Region pointing data:
•••

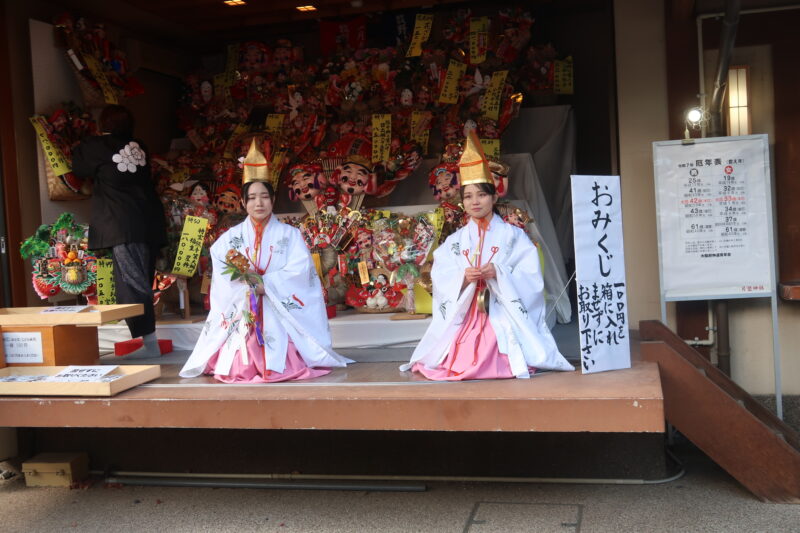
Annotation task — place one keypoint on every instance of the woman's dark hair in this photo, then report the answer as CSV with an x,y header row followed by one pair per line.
x,y
116,120
488,188
246,189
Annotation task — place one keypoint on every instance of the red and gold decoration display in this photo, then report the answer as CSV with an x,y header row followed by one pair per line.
x,y
61,259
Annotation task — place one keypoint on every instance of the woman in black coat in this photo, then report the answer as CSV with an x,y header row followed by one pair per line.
x,y
126,215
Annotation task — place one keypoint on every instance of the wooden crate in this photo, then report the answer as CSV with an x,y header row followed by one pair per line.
x,y
94,315
55,469
62,345
2,352
132,375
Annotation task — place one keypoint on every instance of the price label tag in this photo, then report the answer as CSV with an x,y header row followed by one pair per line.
x,y
190,246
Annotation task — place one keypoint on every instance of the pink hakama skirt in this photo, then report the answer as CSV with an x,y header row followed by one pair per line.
x,y
473,355
255,370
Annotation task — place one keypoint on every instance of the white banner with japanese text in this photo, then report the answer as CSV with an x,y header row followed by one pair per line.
x,y
600,273
714,212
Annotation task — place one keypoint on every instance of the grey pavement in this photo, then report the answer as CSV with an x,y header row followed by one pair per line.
x,y
705,499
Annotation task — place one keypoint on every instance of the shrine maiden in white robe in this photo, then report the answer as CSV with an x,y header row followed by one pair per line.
x,y
516,309
292,306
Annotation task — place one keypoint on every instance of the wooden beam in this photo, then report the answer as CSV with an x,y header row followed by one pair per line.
x,y
10,177
370,396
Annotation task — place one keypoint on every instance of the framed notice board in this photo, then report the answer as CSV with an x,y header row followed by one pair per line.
x,y
715,223
714,213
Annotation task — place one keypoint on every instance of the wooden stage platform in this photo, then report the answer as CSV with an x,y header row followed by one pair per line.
x,y
367,396
374,419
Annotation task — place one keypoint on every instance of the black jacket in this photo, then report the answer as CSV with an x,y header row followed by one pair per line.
x,y
125,207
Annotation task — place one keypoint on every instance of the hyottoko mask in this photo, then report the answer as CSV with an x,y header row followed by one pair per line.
x,y
227,199
355,176
443,181
305,181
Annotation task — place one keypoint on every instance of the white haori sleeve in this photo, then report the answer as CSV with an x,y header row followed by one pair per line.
x,y
221,329
518,306
450,303
295,298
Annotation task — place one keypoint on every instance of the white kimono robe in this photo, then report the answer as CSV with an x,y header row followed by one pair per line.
x,y
292,305
517,307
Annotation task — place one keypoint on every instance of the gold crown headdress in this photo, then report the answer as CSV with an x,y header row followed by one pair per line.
x,y
256,166
473,165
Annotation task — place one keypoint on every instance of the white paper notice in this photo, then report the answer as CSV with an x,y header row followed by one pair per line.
x,y
713,201
65,309
76,373
600,273
23,347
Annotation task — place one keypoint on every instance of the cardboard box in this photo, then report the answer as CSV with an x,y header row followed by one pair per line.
x,y
56,469
131,375
2,353
92,315
60,345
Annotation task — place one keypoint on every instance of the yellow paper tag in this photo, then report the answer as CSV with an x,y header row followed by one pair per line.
x,y
274,122
455,71
562,77
491,100
421,128
381,137
106,290
205,285
491,147
363,272
52,154
109,93
317,263
190,246
478,39
436,218
238,130
422,30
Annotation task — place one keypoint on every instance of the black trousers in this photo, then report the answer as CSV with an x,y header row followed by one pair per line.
x,y
134,268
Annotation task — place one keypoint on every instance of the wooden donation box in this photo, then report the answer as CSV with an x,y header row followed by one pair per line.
x,y
57,336
55,469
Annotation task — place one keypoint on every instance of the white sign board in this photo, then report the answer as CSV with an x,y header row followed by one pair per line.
x,y
714,212
23,347
600,273
80,374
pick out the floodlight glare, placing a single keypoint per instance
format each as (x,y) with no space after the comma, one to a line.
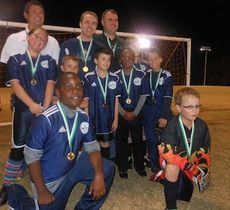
(205,48)
(143,42)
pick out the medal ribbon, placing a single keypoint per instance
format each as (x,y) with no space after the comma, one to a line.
(33,67)
(157,82)
(104,91)
(71,134)
(127,87)
(109,43)
(185,139)
(85,54)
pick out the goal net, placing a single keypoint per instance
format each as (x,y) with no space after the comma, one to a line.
(176,51)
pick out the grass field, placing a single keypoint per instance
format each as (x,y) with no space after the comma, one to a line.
(138,193)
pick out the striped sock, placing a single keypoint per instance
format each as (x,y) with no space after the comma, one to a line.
(11,170)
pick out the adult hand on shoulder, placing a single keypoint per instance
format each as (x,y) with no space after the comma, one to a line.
(35,108)
(162,122)
(45,198)
(97,187)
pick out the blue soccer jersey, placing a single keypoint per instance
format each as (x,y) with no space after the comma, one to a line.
(161,92)
(101,111)
(73,47)
(19,68)
(137,88)
(48,140)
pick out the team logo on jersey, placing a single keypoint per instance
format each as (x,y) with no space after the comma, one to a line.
(137,81)
(45,64)
(84,127)
(93,84)
(161,81)
(112,85)
(23,63)
(62,130)
(66,51)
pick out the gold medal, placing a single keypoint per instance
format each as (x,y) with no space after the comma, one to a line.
(85,69)
(70,156)
(33,82)
(128,101)
(104,106)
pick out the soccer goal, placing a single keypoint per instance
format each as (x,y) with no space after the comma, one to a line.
(176,51)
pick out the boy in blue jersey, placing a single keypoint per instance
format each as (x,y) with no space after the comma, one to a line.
(83,46)
(53,155)
(102,92)
(157,108)
(133,91)
(32,77)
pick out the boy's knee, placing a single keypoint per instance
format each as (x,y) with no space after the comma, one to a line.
(109,168)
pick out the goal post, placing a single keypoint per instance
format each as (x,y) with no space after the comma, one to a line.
(176,51)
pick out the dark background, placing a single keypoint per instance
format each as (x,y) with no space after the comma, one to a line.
(206,22)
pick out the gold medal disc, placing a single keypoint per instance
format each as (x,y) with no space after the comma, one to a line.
(70,156)
(128,101)
(33,82)
(85,69)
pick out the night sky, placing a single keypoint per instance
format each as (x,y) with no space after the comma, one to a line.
(206,22)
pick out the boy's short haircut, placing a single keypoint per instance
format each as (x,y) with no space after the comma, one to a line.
(70,57)
(187,91)
(88,13)
(103,50)
(33,30)
(113,11)
(155,50)
(33,2)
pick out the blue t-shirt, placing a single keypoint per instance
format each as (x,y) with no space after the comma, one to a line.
(101,113)
(137,88)
(73,47)
(19,68)
(48,141)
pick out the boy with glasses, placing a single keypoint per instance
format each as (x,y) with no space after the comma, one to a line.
(184,150)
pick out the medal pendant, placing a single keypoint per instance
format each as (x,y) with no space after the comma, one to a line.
(128,101)
(104,106)
(33,82)
(85,69)
(70,156)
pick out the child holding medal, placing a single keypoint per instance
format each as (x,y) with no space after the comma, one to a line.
(32,77)
(53,155)
(184,150)
(102,92)
(133,91)
(157,108)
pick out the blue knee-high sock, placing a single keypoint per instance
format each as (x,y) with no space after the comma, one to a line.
(11,170)
(170,191)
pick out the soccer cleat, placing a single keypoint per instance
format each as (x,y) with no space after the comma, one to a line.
(157,176)
(142,173)
(147,162)
(123,175)
(3,195)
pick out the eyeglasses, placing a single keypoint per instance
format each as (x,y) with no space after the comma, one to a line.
(191,107)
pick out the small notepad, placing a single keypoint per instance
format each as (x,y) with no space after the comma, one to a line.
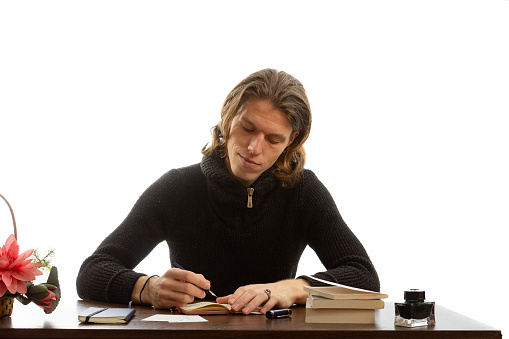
(106,315)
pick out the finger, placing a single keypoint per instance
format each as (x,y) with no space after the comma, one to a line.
(270,304)
(190,277)
(259,299)
(224,300)
(246,295)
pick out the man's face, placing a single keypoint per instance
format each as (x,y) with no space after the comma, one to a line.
(258,135)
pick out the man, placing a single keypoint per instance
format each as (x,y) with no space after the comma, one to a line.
(238,221)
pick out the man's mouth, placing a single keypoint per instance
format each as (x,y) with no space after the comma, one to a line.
(249,161)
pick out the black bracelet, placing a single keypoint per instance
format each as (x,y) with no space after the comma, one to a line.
(143,288)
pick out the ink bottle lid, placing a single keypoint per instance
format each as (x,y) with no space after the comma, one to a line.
(415,295)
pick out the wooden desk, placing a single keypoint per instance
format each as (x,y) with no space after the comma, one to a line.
(31,322)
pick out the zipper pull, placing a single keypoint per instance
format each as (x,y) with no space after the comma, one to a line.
(250,192)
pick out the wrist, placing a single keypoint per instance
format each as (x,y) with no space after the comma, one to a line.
(145,299)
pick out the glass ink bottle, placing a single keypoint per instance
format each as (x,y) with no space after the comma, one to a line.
(414,311)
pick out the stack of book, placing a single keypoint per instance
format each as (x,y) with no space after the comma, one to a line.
(342,305)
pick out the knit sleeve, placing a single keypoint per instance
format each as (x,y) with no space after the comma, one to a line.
(344,257)
(108,275)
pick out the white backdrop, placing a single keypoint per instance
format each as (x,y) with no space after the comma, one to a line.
(410,98)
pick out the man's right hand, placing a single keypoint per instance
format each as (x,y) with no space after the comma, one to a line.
(176,287)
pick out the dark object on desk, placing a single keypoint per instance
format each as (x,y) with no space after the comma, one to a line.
(106,315)
(414,311)
(274,314)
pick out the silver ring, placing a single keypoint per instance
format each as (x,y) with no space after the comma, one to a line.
(268,293)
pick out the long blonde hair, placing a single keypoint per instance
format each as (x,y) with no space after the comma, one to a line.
(285,93)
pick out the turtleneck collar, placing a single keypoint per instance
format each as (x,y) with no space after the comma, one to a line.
(227,192)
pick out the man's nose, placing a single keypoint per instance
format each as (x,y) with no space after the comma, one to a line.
(256,144)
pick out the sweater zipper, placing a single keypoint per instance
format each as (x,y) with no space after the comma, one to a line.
(250,192)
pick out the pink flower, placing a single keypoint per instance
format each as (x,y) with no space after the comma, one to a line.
(15,268)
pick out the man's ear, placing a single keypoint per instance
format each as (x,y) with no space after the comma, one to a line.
(292,137)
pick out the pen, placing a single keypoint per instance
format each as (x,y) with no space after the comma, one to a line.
(177,265)
(274,314)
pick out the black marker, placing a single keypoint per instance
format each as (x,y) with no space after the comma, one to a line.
(274,314)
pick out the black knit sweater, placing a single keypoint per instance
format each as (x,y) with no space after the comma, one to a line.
(201,212)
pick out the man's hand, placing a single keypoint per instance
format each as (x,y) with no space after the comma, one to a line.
(176,287)
(283,294)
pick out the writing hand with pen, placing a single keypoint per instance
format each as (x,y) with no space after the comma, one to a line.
(176,287)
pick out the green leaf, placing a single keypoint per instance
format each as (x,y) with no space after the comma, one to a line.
(53,277)
(22,299)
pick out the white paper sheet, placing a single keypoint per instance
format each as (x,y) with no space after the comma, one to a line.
(176,318)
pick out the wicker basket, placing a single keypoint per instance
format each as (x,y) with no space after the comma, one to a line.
(7,303)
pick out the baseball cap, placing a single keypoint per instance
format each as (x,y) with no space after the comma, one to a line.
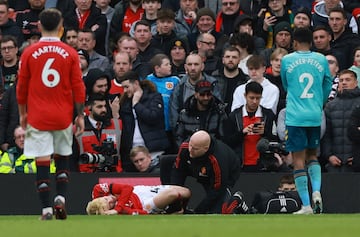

•••

◆ Exercise directions:
Match on "knee" and copy out every line of the entries that contains it.

◆ Reply:
pick out the boy's knee, placing a single keypoint per instance
pick out the blue knee-high sock, placing a single keypoint per instance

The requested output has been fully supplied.